» List of tasks:
1. Decide whether each statement below agrees with the lens thread, answering yes or no and quoting the words that decide it: (a) the first poster's 24mm f/2.8 was damaged when it fell on the rocks; (b) Wideopen leaves IS off except for panning shots; (c) insanitybeard says the 24 2.8 IS costs more than the L.
2. From the lens thread, reproduce the passage starting at "I am considering" and ending at "than the L!".

» Document passage:
I bought the 24L because I recently started to get into shooting landscape photography this summer. On my first morning trip to a rocky beach shore I found 2 reasons for wanting to buy the L:

1. I dropped my 24mm f/2.8 on the rocks (it was still dark out- lens was fine)

2. Fog rolled in and all my gear got "damp"

the 24 1.4 can also do this:



Rainy Day by Philip DiResta, on Flickr
Awesome close-ups with nice background blur.


The 24mm 2.8IS has, IS. I'm sure that is good for run-and-gun video to help with jittery footage. Or if for some reason you are into landscape photography but not tripods? Which is weird.

Otherwise, I'd just get the original 24mm f/2.8- it's MUCH cheaper and super sharp. It doesn't have USM, but not REALLY an issue. It still is capable of shooting super sharp images right to the edges on FF if needed. and it is small and light and, um, vintage!


----------



## Wideopen (Aug 7, 2012)

RLPhoto said:


> Speed>>>>IS 8)



+1 Ill turn IS off unless I'm doing panning shots.


----------



## insanitybeard (Aug 7, 2012)

c3hammer said:


> I have a 24 L II and it's a spectacular lens, but the 24 IS is 1/4 the weight and size in addition to being very useful for lower light work where you can't use the fast aperture of the 24 L. The depth of field is so shallow at f/2 and lower that it's has very limited usefulness. At f/2.8 - f/4 you can have some depth of field and get a steady shot at slower shutter speeds.
> 
> For outdoor and landscape work like I do up in the mtns the 24 IS might just be the perfect ticket of size portability and performance. Not to mention it's almost half the cost.
> 
> ...



+1

I am considering the 24 2.8 IS for exactly these reasons- lightweight and compact so a good choice for taking up a mountain, with IS which will be good for a video pan once at the top- taking a tripod up a mountain isn't always possible or practical. Yes it isn't F1.4 but for landscape work, as long as it has good corner to corner performance stopped down a little, it could be a winner for me. I agree it is expensive for what it is- for that reason I shall wait and see if it drops a bit in price several months down the line. Even so, it is still a fair bit less than the L!

Paul


----------



## preppyak (Aug 7, 2012)

» Data extract:
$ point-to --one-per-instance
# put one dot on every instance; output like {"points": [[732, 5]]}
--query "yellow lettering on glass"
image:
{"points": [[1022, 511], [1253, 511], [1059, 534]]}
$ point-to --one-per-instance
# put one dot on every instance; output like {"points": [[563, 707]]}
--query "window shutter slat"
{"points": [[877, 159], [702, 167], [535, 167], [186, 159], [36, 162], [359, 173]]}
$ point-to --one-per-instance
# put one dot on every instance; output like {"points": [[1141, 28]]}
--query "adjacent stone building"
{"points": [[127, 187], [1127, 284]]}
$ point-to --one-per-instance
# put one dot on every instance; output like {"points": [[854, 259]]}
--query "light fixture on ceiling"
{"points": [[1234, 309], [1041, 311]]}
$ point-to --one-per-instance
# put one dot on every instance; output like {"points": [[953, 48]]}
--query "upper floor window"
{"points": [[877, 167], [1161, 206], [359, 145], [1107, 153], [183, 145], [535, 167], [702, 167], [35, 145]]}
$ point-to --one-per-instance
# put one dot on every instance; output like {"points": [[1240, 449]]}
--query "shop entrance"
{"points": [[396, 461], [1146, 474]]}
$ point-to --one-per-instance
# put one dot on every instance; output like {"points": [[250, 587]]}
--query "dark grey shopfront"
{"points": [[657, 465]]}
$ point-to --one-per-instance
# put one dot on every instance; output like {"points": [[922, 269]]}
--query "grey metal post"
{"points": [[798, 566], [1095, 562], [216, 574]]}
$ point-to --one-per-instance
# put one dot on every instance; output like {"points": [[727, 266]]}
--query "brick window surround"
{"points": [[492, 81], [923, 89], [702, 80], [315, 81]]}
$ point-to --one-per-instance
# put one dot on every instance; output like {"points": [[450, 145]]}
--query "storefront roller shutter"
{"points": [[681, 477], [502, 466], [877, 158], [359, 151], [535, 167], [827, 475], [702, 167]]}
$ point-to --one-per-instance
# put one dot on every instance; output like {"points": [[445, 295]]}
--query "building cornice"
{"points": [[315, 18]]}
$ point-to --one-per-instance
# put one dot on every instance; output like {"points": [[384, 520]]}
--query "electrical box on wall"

» Expected answers:
1.
(a) No: "lens was fine"
(b) Yes: "Ill turn IS off unless I'm doing panning shots."
(c) No: "Even so, it is still a fair bit less than the L!"

2.
I am considering the 24 2.8 IS for exactly these reasons- lightweight and compact so a good choice for taking up a mountain, with IS which will be good for a video pan once at the top- taking a tripod up a mountain isn't always possible or practical. Yes it isn't F1.4 but for landscape work, as long as it has good corner to corner performance stopped down a little, it could be a winner for me. I agree it is expensive for what it is- for that reason I shall wait and see if it drops a bit in price several months down the line. Even so, it is still a fair bit less than the L!